══ The input ══
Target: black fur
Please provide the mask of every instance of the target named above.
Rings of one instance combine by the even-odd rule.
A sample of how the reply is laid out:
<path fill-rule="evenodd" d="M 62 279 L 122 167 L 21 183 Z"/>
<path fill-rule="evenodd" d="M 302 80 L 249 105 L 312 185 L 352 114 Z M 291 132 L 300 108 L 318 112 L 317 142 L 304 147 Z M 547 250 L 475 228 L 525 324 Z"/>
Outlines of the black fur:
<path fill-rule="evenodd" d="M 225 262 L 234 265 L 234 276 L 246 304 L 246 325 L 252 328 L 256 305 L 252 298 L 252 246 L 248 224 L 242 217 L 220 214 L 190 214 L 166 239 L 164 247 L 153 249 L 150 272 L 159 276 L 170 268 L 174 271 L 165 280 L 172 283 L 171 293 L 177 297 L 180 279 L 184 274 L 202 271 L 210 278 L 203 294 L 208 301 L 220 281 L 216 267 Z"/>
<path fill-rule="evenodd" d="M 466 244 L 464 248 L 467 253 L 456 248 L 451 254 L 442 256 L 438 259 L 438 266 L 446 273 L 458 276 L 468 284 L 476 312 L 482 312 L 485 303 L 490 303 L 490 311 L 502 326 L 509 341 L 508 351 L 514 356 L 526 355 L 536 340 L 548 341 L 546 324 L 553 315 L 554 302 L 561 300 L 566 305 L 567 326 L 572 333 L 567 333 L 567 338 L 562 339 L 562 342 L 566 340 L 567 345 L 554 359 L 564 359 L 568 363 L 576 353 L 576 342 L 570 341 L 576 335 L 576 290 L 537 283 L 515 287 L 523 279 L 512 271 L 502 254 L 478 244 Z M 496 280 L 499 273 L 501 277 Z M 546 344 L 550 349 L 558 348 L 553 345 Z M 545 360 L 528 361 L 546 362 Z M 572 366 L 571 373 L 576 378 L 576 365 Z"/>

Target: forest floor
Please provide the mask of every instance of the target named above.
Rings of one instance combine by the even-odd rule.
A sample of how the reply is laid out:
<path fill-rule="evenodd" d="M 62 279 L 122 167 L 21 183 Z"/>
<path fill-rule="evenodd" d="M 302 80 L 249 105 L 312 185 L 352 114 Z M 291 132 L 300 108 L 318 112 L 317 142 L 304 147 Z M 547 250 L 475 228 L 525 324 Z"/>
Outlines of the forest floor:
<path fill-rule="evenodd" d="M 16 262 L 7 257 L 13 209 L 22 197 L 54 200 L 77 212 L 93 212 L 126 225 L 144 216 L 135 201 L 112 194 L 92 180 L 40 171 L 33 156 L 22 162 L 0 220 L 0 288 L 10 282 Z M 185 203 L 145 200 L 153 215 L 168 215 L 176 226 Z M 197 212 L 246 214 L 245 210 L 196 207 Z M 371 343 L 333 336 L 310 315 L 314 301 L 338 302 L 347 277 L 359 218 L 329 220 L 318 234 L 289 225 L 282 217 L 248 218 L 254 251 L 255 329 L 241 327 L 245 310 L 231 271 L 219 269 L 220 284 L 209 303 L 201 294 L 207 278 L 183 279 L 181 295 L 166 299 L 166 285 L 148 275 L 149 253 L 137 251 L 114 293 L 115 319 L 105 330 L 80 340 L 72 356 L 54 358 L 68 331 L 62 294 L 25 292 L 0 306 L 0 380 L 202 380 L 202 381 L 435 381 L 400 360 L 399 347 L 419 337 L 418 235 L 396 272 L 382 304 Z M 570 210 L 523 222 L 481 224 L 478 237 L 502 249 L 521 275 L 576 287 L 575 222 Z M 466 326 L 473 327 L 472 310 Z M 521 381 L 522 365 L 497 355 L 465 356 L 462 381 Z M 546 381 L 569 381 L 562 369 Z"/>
═══
=== Task goal ===
Copy the rows verbatim, beginning at their first line and stopping after the line that contains "Outlines of the black".

=== Answer to the problem ===
Target: black fur
Please provide the mask of every instance of the target named above.
Rings of one instance combine by the even-odd rule.
A sample of how the reply is laid out:
<path fill-rule="evenodd" d="M 62 279 L 122 167 L 21 183 Z"/>
<path fill-rule="evenodd" d="M 302 80 L 249 105 L 312 185 L 352 114 Z M 291 132 L 300 108 L 318 112 L 317 142 L 304 147 Z M 547 250 L 475 228 L 525 324 Z"/>
Outlines of the black fur:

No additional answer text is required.